→ STATED GOAL
Return the stretch of the programming-style thread from "The introductory Scala" up to and including "Odersky created Scala.", copied word for word.

→ DOCUMENT
Now, that means that the language is not forcing you to share without mutability, because you can leave off "const". That is, you have to be disciplined. But if you put "const" on the reference, the compiler won't permit you to modify the data through that reference.


no, the shared data is not modified


Ok, I understood "sharing data" as equal to read and write ...


The introductory Scala Coursera teaches this style -- and to a large extent, writing code in this style is a significant reason why Martin Odersky created Scala.

For me, it's a definite "accent" that I have when I write code in other languages.


I was reading "The Early History of Smalltalk" a while back (http://worrydream.com/EarlyHistoryOfSmalltalk/) by Alan Kay, and the thing that jumped out at me was goal-oriented methods (see the section "Object-oriented" Style). That is, when you are calling other code you don't tell the other code how to do something – and of course you don't go poking into what the other code "knows" (i.e., accessing properties on an object) – instead you say "please, make it this way". The code may succeed or may fail, but you aren't micromanaging the code.

From my time with Smalltalk I found this pattern quite remarkable, though also at times hard to trace. You'd tell an object to do something, and it might access some object it knows about, maybe do a test or guard, and then it would tell the other object to go do that thing. And the other object might in turn delegate, many levels deep. The result could be really incredible and compact, though it also felt like it wasn't actually easier to understand. Kind of Ravioli Code (http://c2.com/cgi/wiki?RavioliCode), though not the kind of modern Ravioli Code you might see because someone takes DRY too seriously – instead it reminded me more of a mathematical proof. Mathematical proofs are really cool, but they do not contain the information necessary to reproduce them; a mathematical proof is the result of studying and pondering and struggling with a problem for a long time until you reduce it to something compact and beautiful. The result seems magical, but in part because you threw away all the struggling that produced the result. That's what the core Smalltalk class hierarchy felt like to me; beautiful, maybe not reproducible, not always accessible. All of which is a critique of one place and time of code, and OO is bigger than that, but I suspect it's also some of the result of created goal-oriented methods All The Way Down.

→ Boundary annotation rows
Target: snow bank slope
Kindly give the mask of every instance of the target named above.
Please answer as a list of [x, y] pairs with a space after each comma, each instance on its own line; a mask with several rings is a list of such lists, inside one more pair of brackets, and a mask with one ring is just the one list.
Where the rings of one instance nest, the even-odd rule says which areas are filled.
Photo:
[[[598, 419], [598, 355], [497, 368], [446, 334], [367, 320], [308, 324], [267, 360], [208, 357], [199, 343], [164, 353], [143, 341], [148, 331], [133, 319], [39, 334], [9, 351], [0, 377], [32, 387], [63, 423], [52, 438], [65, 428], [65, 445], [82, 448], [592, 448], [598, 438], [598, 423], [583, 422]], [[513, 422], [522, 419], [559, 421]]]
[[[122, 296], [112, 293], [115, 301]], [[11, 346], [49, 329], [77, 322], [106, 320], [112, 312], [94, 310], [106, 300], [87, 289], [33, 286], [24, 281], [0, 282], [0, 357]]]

→ RESPONSE FOR THIS EXERCISE
The introductory Scala Coursera teaches this style -- and to a large extent, writing code in this style is a significant reason why Martin Odersky created Scala.